## WORK ITEM:
Begin at the line below that contains "-- select a point on the red shirt, one" and write out every line from there to the end of the entries, exactly.

:::

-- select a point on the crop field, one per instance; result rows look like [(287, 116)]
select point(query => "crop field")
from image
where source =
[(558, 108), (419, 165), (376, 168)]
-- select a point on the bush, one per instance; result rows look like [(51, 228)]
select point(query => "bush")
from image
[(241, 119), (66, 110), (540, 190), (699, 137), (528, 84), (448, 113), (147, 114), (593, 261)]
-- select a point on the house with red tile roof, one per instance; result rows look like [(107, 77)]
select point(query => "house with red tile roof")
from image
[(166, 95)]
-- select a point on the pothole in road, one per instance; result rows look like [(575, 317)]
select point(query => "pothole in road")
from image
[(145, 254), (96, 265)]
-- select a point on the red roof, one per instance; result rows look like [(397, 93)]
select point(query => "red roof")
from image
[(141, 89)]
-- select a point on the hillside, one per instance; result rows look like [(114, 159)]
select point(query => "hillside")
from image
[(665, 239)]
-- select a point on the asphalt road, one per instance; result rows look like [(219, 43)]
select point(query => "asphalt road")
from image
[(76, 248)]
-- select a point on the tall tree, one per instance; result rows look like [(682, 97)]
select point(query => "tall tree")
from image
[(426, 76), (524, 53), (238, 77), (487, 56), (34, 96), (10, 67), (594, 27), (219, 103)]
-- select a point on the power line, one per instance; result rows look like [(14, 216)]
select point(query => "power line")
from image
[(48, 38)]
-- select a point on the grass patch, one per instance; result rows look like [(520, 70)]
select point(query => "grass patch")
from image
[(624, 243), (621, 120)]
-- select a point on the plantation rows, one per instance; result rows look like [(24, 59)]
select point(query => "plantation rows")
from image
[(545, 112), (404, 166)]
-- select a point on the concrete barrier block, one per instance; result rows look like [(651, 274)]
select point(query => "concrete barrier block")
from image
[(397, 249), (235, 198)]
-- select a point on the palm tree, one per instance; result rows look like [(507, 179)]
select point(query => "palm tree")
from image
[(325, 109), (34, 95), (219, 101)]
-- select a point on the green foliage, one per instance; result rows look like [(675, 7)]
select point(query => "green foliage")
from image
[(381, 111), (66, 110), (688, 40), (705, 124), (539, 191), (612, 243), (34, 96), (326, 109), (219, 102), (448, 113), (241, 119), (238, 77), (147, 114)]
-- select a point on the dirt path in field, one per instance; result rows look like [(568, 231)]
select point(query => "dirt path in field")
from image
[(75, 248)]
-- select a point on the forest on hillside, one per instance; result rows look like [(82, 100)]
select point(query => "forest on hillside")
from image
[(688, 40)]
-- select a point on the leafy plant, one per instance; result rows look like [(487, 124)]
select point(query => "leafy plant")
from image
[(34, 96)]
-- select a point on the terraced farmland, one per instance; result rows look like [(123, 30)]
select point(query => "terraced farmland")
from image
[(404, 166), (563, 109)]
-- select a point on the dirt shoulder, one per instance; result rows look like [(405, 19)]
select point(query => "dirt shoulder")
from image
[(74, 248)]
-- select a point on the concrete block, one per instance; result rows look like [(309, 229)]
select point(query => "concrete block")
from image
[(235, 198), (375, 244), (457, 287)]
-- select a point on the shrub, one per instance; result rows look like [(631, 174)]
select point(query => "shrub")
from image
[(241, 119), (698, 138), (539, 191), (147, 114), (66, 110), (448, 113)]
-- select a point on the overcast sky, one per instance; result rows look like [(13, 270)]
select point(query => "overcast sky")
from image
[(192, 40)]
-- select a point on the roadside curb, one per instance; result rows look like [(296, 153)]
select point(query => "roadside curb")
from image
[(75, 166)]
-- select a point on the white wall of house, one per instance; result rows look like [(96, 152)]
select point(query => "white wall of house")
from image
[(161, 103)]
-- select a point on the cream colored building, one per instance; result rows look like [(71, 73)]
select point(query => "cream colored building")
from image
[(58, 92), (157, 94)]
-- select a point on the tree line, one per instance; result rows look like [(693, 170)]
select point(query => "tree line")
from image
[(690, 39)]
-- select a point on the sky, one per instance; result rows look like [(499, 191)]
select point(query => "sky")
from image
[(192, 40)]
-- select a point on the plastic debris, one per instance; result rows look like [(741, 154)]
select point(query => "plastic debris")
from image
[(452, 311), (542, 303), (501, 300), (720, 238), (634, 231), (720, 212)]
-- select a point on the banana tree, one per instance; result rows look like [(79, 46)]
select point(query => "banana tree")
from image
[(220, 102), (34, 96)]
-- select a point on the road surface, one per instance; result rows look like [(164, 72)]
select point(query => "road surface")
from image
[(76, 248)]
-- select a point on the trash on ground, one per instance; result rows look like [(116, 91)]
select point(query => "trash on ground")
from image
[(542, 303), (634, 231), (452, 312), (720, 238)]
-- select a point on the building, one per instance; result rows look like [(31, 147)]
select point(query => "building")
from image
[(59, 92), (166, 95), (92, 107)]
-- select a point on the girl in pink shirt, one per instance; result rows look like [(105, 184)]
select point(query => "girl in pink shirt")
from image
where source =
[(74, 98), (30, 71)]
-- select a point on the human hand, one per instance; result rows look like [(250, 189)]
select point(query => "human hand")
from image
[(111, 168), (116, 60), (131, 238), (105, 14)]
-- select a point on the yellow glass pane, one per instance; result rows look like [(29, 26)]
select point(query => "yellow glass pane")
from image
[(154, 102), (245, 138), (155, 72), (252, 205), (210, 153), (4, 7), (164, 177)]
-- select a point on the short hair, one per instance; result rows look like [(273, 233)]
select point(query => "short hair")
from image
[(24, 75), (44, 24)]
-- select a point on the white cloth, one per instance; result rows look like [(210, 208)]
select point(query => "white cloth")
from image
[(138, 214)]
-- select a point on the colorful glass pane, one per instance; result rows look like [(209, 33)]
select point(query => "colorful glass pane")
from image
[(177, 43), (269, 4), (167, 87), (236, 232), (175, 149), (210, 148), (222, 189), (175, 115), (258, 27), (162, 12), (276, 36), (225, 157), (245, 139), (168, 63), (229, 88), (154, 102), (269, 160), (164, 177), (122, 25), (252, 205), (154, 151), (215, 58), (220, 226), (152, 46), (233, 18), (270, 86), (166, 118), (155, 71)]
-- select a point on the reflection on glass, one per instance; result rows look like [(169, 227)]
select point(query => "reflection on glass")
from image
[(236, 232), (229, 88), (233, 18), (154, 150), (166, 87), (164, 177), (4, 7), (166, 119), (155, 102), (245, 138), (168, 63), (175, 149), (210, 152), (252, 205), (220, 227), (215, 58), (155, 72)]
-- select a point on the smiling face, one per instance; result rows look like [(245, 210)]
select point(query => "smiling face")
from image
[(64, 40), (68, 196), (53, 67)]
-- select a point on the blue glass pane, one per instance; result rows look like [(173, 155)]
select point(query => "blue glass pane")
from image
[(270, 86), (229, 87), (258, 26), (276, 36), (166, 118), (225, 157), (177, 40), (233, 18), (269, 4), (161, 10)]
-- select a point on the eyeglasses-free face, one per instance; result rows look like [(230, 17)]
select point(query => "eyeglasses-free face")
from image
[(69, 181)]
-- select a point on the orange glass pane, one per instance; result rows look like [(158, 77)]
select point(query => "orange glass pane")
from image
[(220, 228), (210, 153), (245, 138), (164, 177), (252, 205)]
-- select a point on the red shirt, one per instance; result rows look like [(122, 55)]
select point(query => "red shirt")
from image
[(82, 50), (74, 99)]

:::

## SOLUTION TO THE EXERCISE:
-- select a point on the red shirt, one per instance; result rows look like [(122, 55)]
select point(query => "red shirt")
from image
[(82, 50), (74, 99)]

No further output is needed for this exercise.